CHALLENGE >> How many lines in the rows below contain the string "green"? Count them and reply with the number alone.

start EXTRACTED ENTRIES

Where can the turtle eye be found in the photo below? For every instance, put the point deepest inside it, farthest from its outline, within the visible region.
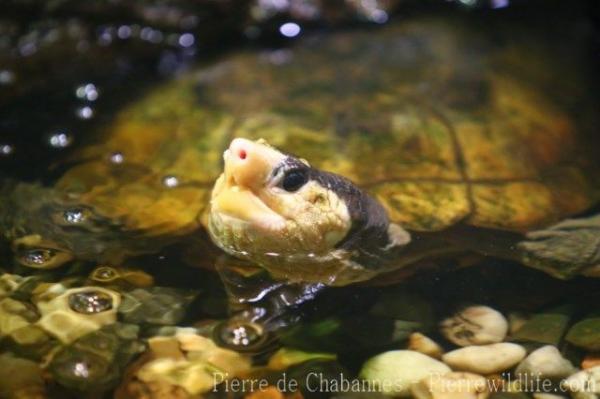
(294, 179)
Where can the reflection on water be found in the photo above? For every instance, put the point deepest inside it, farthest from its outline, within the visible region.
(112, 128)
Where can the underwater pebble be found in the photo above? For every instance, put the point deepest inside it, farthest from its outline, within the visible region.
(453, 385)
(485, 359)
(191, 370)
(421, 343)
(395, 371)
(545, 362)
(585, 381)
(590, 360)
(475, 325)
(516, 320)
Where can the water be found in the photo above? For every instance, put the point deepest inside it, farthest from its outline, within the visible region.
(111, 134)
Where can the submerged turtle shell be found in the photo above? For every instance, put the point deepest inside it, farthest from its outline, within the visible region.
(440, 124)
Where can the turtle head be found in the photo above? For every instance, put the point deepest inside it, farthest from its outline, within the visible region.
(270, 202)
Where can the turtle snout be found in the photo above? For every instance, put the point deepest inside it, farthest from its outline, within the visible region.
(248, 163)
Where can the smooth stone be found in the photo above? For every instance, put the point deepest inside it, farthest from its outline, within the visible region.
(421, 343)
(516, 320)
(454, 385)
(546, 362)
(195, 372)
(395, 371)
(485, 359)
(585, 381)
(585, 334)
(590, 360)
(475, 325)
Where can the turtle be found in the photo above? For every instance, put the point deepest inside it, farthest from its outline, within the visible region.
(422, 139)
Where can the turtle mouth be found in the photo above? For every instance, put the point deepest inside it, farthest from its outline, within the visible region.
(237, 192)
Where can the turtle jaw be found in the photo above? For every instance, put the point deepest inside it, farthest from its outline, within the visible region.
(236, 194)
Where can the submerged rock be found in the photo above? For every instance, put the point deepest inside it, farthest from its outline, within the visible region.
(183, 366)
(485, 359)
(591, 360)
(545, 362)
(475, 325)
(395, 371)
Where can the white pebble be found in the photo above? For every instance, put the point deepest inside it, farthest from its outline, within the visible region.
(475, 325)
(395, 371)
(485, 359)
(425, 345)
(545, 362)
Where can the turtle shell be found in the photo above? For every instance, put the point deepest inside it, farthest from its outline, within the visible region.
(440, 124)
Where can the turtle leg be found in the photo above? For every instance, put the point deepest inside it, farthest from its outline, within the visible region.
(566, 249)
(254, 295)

end EXTRACTED ENTRIES
start EXTRACTED ENTRIES

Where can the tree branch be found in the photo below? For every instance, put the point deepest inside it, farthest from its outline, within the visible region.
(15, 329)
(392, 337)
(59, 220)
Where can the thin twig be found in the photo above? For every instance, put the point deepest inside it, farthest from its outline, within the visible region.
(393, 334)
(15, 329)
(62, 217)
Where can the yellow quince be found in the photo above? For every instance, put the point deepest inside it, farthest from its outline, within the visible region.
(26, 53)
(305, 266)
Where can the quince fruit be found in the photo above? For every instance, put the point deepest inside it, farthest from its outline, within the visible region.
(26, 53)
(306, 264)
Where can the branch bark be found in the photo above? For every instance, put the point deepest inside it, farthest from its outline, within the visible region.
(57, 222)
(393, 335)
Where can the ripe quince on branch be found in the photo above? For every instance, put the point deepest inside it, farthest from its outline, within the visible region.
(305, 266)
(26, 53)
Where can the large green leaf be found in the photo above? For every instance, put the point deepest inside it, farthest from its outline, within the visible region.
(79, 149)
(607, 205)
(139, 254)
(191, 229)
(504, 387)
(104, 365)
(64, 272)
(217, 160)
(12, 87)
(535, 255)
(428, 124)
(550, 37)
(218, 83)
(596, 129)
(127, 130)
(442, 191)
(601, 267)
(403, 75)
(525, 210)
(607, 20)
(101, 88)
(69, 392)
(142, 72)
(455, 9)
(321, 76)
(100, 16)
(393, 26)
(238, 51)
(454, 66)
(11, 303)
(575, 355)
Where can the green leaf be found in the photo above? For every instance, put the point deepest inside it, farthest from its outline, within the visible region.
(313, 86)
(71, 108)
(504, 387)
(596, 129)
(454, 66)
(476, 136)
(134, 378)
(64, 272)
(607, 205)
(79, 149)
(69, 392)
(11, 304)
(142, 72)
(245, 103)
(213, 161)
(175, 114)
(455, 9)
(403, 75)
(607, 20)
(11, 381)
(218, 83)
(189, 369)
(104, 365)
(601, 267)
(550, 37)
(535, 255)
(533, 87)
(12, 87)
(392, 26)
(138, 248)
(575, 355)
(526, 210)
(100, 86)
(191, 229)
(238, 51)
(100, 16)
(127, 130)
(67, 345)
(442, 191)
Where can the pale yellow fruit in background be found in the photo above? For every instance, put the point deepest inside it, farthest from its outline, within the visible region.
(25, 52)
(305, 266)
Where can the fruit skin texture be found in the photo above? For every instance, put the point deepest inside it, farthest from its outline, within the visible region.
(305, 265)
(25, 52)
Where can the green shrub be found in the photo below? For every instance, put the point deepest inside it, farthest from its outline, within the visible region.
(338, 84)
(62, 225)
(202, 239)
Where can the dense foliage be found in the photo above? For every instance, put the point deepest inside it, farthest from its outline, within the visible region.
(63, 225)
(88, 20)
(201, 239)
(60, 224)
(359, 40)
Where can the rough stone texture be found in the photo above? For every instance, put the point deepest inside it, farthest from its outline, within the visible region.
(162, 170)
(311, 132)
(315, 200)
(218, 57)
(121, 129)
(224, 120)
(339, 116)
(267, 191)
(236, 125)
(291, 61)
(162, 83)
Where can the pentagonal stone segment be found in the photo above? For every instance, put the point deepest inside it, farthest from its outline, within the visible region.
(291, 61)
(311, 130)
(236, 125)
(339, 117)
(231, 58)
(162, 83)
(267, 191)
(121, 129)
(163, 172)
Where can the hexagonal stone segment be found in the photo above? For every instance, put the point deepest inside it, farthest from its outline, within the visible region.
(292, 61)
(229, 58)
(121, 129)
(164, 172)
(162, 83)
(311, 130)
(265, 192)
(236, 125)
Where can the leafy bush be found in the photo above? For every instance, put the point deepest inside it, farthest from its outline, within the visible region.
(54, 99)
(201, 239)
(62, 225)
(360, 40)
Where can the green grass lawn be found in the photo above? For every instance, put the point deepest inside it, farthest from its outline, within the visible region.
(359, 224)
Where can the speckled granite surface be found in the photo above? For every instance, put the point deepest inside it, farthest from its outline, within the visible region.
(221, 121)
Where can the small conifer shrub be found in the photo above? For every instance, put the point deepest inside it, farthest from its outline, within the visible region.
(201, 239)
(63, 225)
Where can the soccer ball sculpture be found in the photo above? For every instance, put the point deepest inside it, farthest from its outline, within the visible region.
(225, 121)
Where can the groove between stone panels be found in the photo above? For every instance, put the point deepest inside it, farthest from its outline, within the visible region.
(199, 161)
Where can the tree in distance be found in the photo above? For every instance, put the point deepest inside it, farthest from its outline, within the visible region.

end EXTRACTED ENTRIES
start EXTRACTED ENTRIES

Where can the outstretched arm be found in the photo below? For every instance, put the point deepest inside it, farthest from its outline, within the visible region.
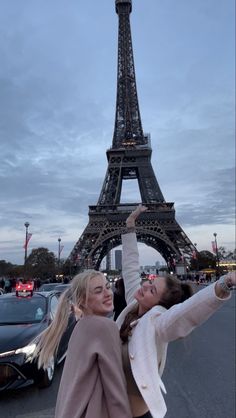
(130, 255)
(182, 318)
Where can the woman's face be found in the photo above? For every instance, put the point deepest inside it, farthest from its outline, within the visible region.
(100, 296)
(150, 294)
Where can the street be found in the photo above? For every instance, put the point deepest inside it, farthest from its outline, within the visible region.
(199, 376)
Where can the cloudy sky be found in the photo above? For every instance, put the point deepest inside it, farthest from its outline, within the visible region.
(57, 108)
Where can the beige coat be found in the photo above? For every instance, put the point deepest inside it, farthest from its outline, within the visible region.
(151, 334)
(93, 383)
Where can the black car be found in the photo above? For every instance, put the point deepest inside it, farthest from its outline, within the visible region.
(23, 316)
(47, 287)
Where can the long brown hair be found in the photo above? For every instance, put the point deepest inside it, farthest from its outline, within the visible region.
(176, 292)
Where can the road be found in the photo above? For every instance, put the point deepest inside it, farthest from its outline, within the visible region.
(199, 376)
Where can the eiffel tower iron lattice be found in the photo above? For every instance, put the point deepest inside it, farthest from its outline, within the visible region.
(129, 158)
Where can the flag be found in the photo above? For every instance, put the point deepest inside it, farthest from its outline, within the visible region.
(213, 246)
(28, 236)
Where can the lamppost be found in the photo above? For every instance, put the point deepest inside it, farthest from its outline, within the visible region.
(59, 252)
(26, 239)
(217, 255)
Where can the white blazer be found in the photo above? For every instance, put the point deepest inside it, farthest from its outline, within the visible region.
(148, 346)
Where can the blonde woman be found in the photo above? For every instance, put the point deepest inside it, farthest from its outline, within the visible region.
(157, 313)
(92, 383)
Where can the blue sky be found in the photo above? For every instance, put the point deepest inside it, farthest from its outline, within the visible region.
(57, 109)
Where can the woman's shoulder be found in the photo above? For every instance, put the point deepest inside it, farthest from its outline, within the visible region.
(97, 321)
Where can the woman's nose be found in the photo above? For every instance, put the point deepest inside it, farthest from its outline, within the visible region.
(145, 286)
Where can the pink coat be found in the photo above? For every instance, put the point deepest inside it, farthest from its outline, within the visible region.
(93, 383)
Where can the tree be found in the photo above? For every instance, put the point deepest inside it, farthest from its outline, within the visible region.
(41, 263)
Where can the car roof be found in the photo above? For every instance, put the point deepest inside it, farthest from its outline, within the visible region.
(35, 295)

end EXTRACTED ENTRIES

RESULT >> 4